**Selected passage**

□ □ □

What’s in my Cup of Coffee?
Reuters reports that a 2018 National Coffee Association’s survey shows Americans are drinking more coffee than they have in years. We break down what’s in your daily cup of coffee and the effects of coffee and caffeine on your health.
By Camille Platt
Did you know black coffee is about 98.75% water? You can even count it toward your daily fluid intake. And with no carbs and no sugar, it far surpasses energy drinks, soda, juice, or sweet tea as the best option for an extra boost. The average energy drink has around 30 grams of added sugar – so even if you do add a teaspoon of sugar, coffee is still the better option. It’s easy to think so because it acts as a short-term diuretic (i.e., it causes the need to urinate), but coffee only dehydrates you if you overdo it. Studies have shown you can drink up to five cups of coffee without becoming dehydrated.
This compound is the most widely used mood-altering drug in the world. Caffeine stimulates the central nervous system by blocking the chemical adenosine in the brain. Since adenosine makes you sleepy, the end result is a short-term lift in your mood, reaction time, and overall vigilance. Caffeine can also increase your metabolic rate by up to 11%.
How much is too much: According to the Mayo Clinic, up to 400 milligrams of caffeine a day is safe for most adults. That equates to roughly four cups of coffee. Any more can cause restlessness, upset stomach, irritability, nervousness, muscle tremors, and insomnia.
How to know if you’re addicted: If missing your morning cup leaves you feeling like a wreck, you may be too dependent. Some of the most common withdrawal symptoms are headaches, sleepiness, lethargy, irritability, brain fog, depression, and difficulty concentrating.
How to quit: To make it easier on yourself, don’t go cold turkey. Begin phasing out caffeine in stages, cutting out one cup of coffee per day. Since your brain has changed its chemical makeup, fitting the caffeine neatly into cell receptors where adenosine should be, a full reset can take up to 12 days.
Coffee contains the fat-soluble compounds cafestol and kahweol, also called diterpenes. In high consumption, diterpenes can raise your levels of total and LDL (bad) cholesterol. The good news is that these compounds can be retained in a paper filter.
How to avoid: If you have high cholesterol, stick with filtered coffee, as opposed to drinking espresso or using a French press or percolator. Unfiltered coffee, such as coffee made in a French press, has been found to increase LDL cholesterol levels by 10% or more.
As an important source of disease-fighting antioxidants, coffee can help reduce inflammation in the body. Overall, the antioxidants in coffee can be linked to better control of asthma symptoms, diabetes protection, a lower risk of gastrointestinal disease, improved heart health, and protection against neurodegenerative diseases like Alzheimer’s. Among the many antioxidants in coffee are chlorogenic acids (CGAs), which give coffee its distinct bitter flavor.
How they affect taste: When roasted, the CGAs in the coffee bean decompose into caffeic and quinic acid, retaining about half of the original CGAs in the amount of time it takes to achieve a medium roast. The higher the level of caffeic and quinic acid, the darker the roast and the more bitter the taste.

□ □ □

**Source data**

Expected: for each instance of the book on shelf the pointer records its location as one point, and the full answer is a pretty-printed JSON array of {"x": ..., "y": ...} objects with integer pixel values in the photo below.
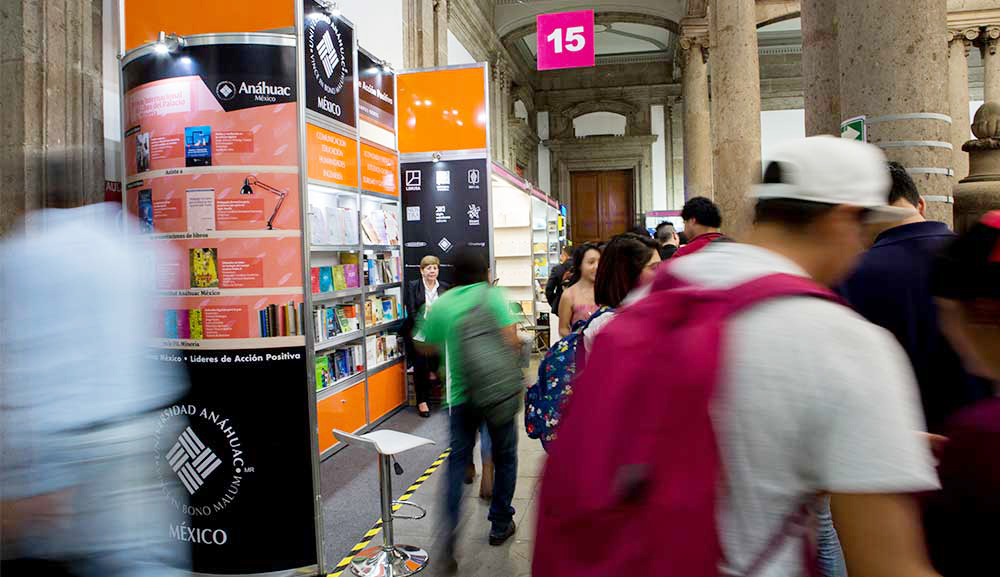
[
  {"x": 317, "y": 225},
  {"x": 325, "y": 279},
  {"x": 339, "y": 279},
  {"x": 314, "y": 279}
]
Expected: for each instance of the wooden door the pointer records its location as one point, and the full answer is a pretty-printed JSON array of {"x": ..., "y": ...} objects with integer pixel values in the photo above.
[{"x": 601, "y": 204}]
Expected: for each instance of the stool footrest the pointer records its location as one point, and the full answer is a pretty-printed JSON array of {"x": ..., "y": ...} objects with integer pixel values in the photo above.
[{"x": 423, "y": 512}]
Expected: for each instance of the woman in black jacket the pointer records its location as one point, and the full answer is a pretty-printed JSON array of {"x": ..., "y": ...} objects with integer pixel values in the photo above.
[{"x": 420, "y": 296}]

□ □ □

**Using the information**
(a) List every caffeine withdrawal symptom that the coffee article names.
(b) Please say whether each statement agrees with the coffee article, and back each yes or no with the article's deciding words: (i) Black coffee is about 98.75% water. (ii) After quitting caffeine, a full reset takes at least 30 days. (iii) Cafestol and kahweol can be retained in a paper filter.
(c) According to the coffee article, by how much can caffeine increase your metabolic rate?
The records have nothing to do with the coffee article.

**Answers**
(a) headaches, sleepiness, lethargy, irritability, brain fog, depression, difficulty concentrating

(b)
(i) Yes: "Did you know black coffee is about 98.75% water?"
(ii) No: "a full reset can take up to 12 days."
(iii) Yes: "these compounds can be retained in a paper filter."

(c) By up to 11%.